§ **Problem**
Convert the rows below into a JSON array of strings, one string per line, with blank lines and pictures omitted.
:: Data supplied ::
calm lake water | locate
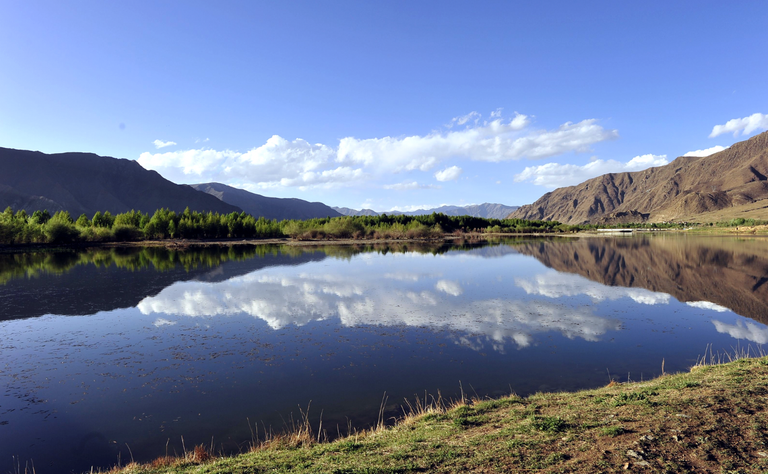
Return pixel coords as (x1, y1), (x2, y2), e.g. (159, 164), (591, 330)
(0, 235), (768, 473)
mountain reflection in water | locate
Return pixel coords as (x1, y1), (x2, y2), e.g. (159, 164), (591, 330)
(0, 235), (768, 472)
(516, 235), (768, 324)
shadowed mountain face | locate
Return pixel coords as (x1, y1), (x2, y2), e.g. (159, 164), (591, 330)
(192, 183), (341, 220)
(0, 148), (240, 218)
(334, 202), (519, 219)
(509, 132), (768, 224)
(517, 237), (768, 324)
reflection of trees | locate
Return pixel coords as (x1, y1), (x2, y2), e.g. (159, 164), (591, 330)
(0, 239), (552, 284)
(0, 245), (270, 284)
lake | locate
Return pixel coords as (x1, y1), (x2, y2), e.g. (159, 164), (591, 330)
(0, 234), (768, 474)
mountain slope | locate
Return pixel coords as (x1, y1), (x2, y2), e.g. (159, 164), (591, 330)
(192, 183), (341, 220)
(333, 202), (519, 219)
(0, 148), (240, 218)
(509, 132), (768, 224)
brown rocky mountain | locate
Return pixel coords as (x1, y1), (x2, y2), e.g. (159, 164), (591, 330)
(0, 148), (240, 218)
(508, 132), (768, 224)
(515, 236), (768, 324)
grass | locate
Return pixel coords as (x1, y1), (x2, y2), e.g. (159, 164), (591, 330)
(90, 350), (768, 474)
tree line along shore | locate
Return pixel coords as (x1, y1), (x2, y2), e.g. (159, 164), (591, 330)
(0, 207), (766, 245)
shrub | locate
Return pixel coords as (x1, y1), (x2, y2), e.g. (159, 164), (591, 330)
(112, 225), (144, 242)
(43, 220), (80, 244)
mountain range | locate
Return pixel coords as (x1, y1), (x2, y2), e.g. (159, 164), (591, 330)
(509, 132), (768, 224)
(0, 148), (240, 218)
(333, 202), (519, 219)
(191, 183), (341, 220)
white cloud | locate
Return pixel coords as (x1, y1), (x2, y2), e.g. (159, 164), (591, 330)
(712, 319), (768, 344)
(152, 318), (176, 328)
(709, 113), (768, 138)
(683, 145), (728, 156)
(685, 301), (730, 313)
(446, 112), (480, 128)
(152, 140), (176, 149)
(138, 109), (618, 189)
(515, 272), (670, 305)
(515, 154), (669, 188)
(384, 181), (440, 191)
(389, 204), (449, 212)
(435, 166), (463, 181)
(138, 149), (239, 182)
(138, 262), (621, 351)
(435, 280), (464, 296)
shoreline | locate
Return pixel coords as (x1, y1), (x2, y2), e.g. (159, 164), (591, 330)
(0, 226), (768, 254)
(102, 353), (768, 474)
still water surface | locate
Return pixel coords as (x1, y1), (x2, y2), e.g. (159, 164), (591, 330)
(0, 236), (768, 473)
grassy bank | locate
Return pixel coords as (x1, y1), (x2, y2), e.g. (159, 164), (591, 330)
(102, 357), (768, 473)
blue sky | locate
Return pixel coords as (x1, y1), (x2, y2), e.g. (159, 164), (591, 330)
(0, 0), (768, 210)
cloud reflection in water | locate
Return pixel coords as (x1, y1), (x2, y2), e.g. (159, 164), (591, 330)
(138, 270), (620, 351)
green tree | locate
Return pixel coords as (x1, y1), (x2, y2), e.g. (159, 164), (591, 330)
(168, 221), (176, 238)
(75, 214), (91, 227)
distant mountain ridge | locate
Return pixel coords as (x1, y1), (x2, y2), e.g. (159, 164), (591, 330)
(509, 132), (768, 224)
(191, 183), (341, 220)
(0, 148), (240, 218)
(333, 202), (520, 219)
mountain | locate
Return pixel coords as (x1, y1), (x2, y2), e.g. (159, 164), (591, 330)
(0, 148), (240, 218)
(332, 207), (380, 216)
(333, 202), (519, 219)
(509, 132), (768, 224)
(192, 183), (341, 220)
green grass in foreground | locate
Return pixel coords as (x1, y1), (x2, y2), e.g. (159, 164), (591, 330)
(103, 357), (768, 474)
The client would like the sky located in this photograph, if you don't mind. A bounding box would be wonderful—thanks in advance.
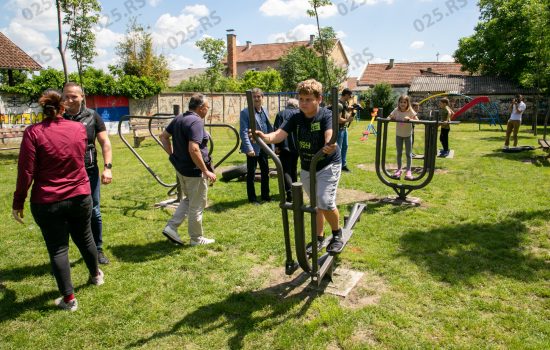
[0,0,479,77]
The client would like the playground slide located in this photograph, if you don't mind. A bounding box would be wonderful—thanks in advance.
[452,96,490,120]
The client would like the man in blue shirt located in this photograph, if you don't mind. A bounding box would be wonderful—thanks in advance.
[159,94,216,246]
[240,88,273,204]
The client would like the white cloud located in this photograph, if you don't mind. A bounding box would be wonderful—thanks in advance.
[260,0,338,18]
[439,54,455,62]
[409,40,425,50]
[260,0,394,18]
[267,24,317,43]
[147,0,162,7]
[182,4,210,17]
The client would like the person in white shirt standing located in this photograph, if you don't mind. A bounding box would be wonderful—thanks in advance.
[504,95,527,149]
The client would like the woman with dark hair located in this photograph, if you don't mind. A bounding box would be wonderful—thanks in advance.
[12,90,104,311]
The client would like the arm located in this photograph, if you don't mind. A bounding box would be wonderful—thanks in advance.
[187,141,216,182]
[12,129,36,224]
[256,129,288,143]
[322,129,337,154]
[97,131,113,185]
[239,109,255,157]
[159,130,174,155]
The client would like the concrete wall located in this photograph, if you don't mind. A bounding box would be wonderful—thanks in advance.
[0,94,44,127]
[130,93,298,124]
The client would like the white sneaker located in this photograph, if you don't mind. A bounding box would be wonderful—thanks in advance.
[162,226,183,245]
[88,269,105,286]
[88,269,105,286]
[53,297,78,311]
[191,236,216,247]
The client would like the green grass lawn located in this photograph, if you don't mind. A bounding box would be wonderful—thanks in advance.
[0,122,550,349]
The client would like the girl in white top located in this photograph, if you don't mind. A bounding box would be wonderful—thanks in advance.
[504,95,527,148]
[389,95,418,180]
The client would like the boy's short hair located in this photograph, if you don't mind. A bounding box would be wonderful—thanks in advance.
[342,88,353,96]
[296,79,323,98]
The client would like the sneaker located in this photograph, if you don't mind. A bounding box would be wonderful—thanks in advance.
[88,269,105,286]
[162,226,183,245]
[53,297,78,311]
[392,169,402,179]
[97,250,109,265]
[191,236,216,247]
[327,230,344,254]
[306,236,325,255]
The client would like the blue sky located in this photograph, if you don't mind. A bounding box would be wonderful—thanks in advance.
[0,0,479,76]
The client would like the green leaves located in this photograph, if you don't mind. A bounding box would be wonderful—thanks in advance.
[116,18,170,87]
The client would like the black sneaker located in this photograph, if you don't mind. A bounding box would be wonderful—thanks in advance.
[306,236,325,255]
[327,231,344,254]
[97,250,109,265]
:::
§ **Task output**
[
  "calm lake water | locate",
  "Return pixel coords as (x1, y1), (x2, y2), e.g. (159, 164), (591, 330)",
  "(0, 235), (768, 473)",
  "mountain reflection in water | locate",
  "Return pixel coords as (x1, y1), (x2, y2), e.g. (159, 164), (591, 330)",
  "(0, 235), (768, 472)",
  "(516, 235), (768, 324)",
  "shadowed mountain face | locate",
  "Return pixel coords as (x1, y1), (x2, y2), e.g. (159, 164), (591, 330)",
  "(192, 183), (341, 220)",
  "(0, 148), (240, 218)",
  "(334, 202), (519, 219)",
  "(509, 132), (768, 224)",
  "(517, 237), (768, 324)",
  "reflection of trees | locate",
  "Return pixel coords as (x1, y1), (x2, y2), e.g. (159, 164), (591, 330)",
  "(0, 239), (552, 284)",
  "(0, 245), (270, 284)",
  "lake | locate",
  "Return pixel coords as (x1, y1), (x2, y2), e.g. (159, 164), (591, 330)",
  "(0, 234), (768, 474)",
  "mountain slope | locate",
  "Return pixel coords as (x1, y1), (x2, y2), e.g. (159, 164), (591, 330)",
  "(192, 183), (341, 220)",
  "(333, 202), (519, 219)",
  "(0, 148), (240, 218)",
  "(509, 132), (768, 224)",
  "brown rocky mountain | locate",
  "Return pixel coords as (x1, y1), (x2, y2), e.g. (159, 164), (591, 330)",
  "(0, 148), (240, 218)",
  "(508, 132), (768, 224)",
  "(515, 236), (768, 324)",
  "grass | locate",
  "Return pixel coords as (x1, y1), (x2, y2), e.g. (159, 164), (591, 330)",
  "(90, 350), (768, 474)",
  "tree line along shore | locate",
  "Return pixel coords as (x1, y1), (x2, y2), e.g. (159, 164), (591, 330)",
  "(0, 207), (766, 245)",
  "shrub | locate",
  "Return pixel coords as (x1, y1), (x2, y2), e.g. (159, 164), (591, 330)",
  "(112, 225), (144, 242)",
  "(43, 220), (80, 244)",
  "mountain range | locate",
  "Return pixel coords as (x1, y1), (x2, y2), e.g. (159, 164), (591, 330)",
  "(509, 132), (768, 224)",
  "(0, 148), (240, 218)",
  "(333, 202), (519, 219)",
  "(191, 183), (341, 220)",
  "white cloud | locate",
  "Return pixel coords as (x1, y1), (x2, y2), e.g. (159, 164), (591, 330)",
  "(712, 319), (768, 344)",
  "(152, 318), (176, 328)",
  "(709, 113), (768, 138)",
  "(683, 145), (728, 156)",
  "(685, 301), (730, 313)",
  "(446, 112), (480, 128)",
  "(152, 140), (176, 149)",
  "(138, 109), (618, 189)",
  "(515, 272), (670, 305)",
  "(515, 154), (669, 188)",
  "(384, 181), (440, 191)",
  "(389, 204), (449, 212)",
  "(435, 166), (463, 181)",
  "(138, 149), (239, 182)",
  "(138, 262), (621, 351)",
  "(435, 280), (464, 296)",
  "shoreline | locate",
  "Return pixel coords as (x1, y1), (x2, y2), e.g. (159, 164), (591, 330)",
  "(0, 226), (768, 254)",
  "(102, 353), (768, 474)",
  "still water surface | locate",
  "Return pixel coords as (x1, y1), (x2, y2), e.g. (159, 164), (591, 330)",
  "(0, 236), (768, 473)",
  "grassy bank | locate",
  "Return pixel coords as (x1, y1), (x2, y2), e.g. (159, 164), (591, 330)",
  "(102, 357), (768, 473)",
  "blue sky | locate",
  "Return pixel coords as (x1, y1), (x2, y2), e.g. (159, 164), (591, 330)",
  "(0, 0), (768, 210)",
  "cloud reflection in water | locate",
  "Return pixel coords as (x1, y1), (x2, y2), e.g. (159, 164), (591, 330)",
  "(138, 270), (620, 351)",
  "green tree | locate",
  "Return pixel coords as (x1, y1), (x2, y2), e.g. (159, 164), (591, 330)",
  "(168, 221), (176, 238)",
  "(75, 214), (91, 227)",
  "distant mountain ridge | locate",
  "Return pixel coords as (x1, y1), (x2, y2), e.g. (159, 164), (591, 330)",
  "(509, 132), (768, 224)",
  "(191, 183), (341, 220)",
  "(0, 148), (240, 218)",
  "(333, 202), (520, 219)",
  "mountain | locate",
  "Return pixel coords as (x1, y1), (x2, y2), e.g. (159, 164), (591, 330)",
  "(0, 148), (240, 218)",
  "(332, 207), (380, 216)",
  "(333, 202), (519, 219)",
  "(509, 132), (768, 224)",
  "(192, 183), (341, 220)",
  "green grass in foreground | locate",
  "Return pixel coords as (x1, y1), (x2, y2), e.g. (159, 164), (591, 330)",
  "(103, 357), (768, 474)",
  "The client would like the sky located in this photograph, if you don't mind. A bounding box would be wonderful—thanks in advance.",
  "[0,0,479,77]",
  "The client would like the playground slide located in this photograph, if you don't mind. A bounding box would be wonderful—thanks in advance.",
  "[452,96,490,120]",
  "The client would like the man in blue shirt located in this photograph, if you don't mind. A bounding box would be wonderful—thanks in advance.",
  "[159,94,216,246]",
  "[240,88,273,204]",
  "The client would like the white cloud located in this photograph, if you don't mind. A bounding box would be wonderful—thanks in advance.",
  "[260,0,338,18]",
  "[439,54,455,62]",
  "[409,40,425,50]",
  "[260,0,394,18]",
  "[267,24,317,43]",
  "[147,0,162,7]",
  "[182,4,210,17]",
  "The client would like the person in white shirt standing located in this photograph, if you don't mind. A bounding box would be wonderful—thanks in advance.",
  "[504,95,527,149]",
  "The client would like the woman with dark hair located in this photograph, if you don't mind. A bounding box would be wonderful—thanks in advance.",
  "[12,90,104,311]",
  "The client would like the arm located in this photograph, if you don't mind. A bounding box would be wonderful—thanks in advance.",
  "[187,141,216,182]",
  "[12,129,36,224]",
  "[256,129,288,143]",
  "[322,129,337,154]",
  "[97,131,113,185]",
  "[239,109,255,157]",
  "[159,130,174,155]",
  "The client would like the concrete wall located in this photograph, if you don't mind. A bounding box would be wonderful—thanks in advance.",
  "[0,94,44,127]",
  "[130,93,298,124]",
  "The client would like the white sneaker located in this photograph, if you don't mind. A bounding box would be wonderful—thanks in advance.",
  "[162,226,183,245]",
  "[88,269,105,286]",
  "[88,269,105,286]",
  "[53,297,78,311]",
  "[191,236,216,247]",
  "The client would like the green grass lawn located in this photograph, if you don't mind. A bounding box would be wonderful—thanks in advance.",
  "[0,122,550,349]",
  "The client would like the girl in white top located in this photograph, if you don't mind. A bounding box would be wonderful—thanks in advance.",
  "[504,95,527,148]",
  "[389,95,418,180]",
  "The client would like the boy's short hair located in this photograph, if you don't mind. A bounding box would be wonderful—thanks in advance.",
  "[342,88,353,96]",
  "[296,79,323,98]",
  "The client would like the sneaker located in this photograph, if you don't mind. A bounding box would be wonderful—thanks in advance.",
  "[88,269,105,286]",
  "[162,226,183,245]",
  "[53,297,78,311]",
  "[392,169,402,179]",
  "[97,250,109,265]",
  "[191,236,216,247]",
  "[327,230,344,254]",
  "[306,236,325,255]",
  "The client would like the blue sky located in this photograph, if you don't mind. A bounding box would be wonderful—thanks in advance.",
  "[0,0,479,76]",
  "The client would like the green leaves located in this photograph, if you don't mind. A bounding box would be wonderful—thanks in advance.",
  "[116,18,170,87]",
  "The client would like the black sneaker located in this photograph, if you don't mind. A bounding box would be wonderful—thanks in advance.",
  "[306,236,325,255]",
  "[327,231,344,254]",
  "[97,250,109,265]"
]